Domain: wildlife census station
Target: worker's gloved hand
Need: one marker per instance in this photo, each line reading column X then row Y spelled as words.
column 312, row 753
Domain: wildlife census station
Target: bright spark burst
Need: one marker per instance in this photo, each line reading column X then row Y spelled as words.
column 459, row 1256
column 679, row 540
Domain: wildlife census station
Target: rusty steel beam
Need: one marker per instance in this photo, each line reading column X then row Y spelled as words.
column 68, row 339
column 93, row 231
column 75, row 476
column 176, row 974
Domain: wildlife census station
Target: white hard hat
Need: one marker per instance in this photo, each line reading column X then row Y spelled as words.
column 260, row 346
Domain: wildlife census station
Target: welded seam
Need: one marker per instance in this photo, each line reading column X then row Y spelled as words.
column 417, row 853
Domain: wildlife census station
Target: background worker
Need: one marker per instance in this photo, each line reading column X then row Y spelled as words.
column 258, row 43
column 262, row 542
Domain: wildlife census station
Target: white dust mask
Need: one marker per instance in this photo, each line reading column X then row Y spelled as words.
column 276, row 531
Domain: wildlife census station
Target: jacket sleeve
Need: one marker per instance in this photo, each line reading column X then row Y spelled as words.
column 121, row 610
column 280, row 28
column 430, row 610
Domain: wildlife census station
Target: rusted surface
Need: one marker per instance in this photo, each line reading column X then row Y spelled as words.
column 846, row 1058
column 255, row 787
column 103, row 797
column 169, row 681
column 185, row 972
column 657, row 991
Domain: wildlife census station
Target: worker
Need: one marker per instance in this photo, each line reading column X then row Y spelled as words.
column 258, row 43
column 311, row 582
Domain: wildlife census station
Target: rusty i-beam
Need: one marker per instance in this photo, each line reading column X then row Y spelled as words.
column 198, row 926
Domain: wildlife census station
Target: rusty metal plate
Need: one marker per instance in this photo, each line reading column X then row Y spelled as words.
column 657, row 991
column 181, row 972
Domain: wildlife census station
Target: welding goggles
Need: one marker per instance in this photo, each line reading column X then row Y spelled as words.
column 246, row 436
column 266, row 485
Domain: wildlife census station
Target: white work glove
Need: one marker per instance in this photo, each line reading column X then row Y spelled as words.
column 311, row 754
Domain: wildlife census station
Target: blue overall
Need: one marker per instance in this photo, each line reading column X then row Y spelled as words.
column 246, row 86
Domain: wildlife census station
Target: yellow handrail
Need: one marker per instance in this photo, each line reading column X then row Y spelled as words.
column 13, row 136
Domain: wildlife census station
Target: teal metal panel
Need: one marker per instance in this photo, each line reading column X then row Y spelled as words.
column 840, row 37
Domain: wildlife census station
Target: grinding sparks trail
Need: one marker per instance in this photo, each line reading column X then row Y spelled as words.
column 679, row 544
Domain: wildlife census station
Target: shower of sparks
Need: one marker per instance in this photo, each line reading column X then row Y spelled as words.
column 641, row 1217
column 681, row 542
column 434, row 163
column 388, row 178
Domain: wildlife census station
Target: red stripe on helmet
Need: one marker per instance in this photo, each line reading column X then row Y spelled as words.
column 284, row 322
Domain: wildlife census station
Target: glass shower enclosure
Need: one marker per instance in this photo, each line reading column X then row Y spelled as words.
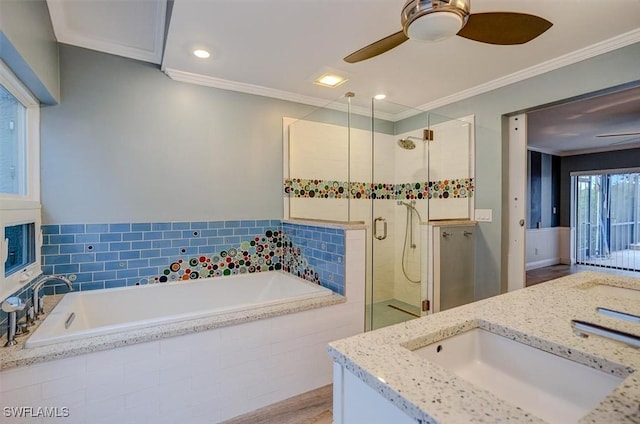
------------
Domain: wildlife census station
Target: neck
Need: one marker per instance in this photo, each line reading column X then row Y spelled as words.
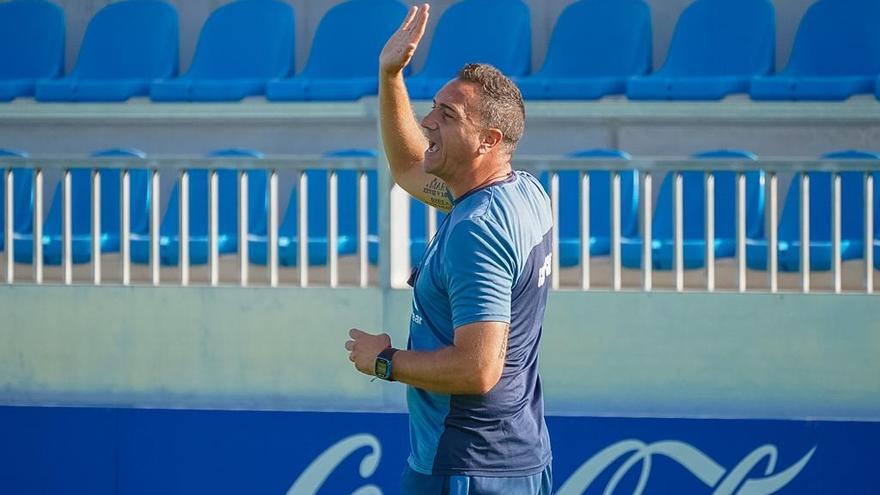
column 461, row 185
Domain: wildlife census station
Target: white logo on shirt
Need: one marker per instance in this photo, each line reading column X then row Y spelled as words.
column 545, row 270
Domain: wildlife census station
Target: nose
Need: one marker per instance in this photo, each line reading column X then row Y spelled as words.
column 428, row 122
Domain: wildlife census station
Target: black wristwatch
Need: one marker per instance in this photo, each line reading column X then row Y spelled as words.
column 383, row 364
------------
When the word "sparks" occurs in a line above, list that line.

Target: grinding sparks trail
Target: shower of sparks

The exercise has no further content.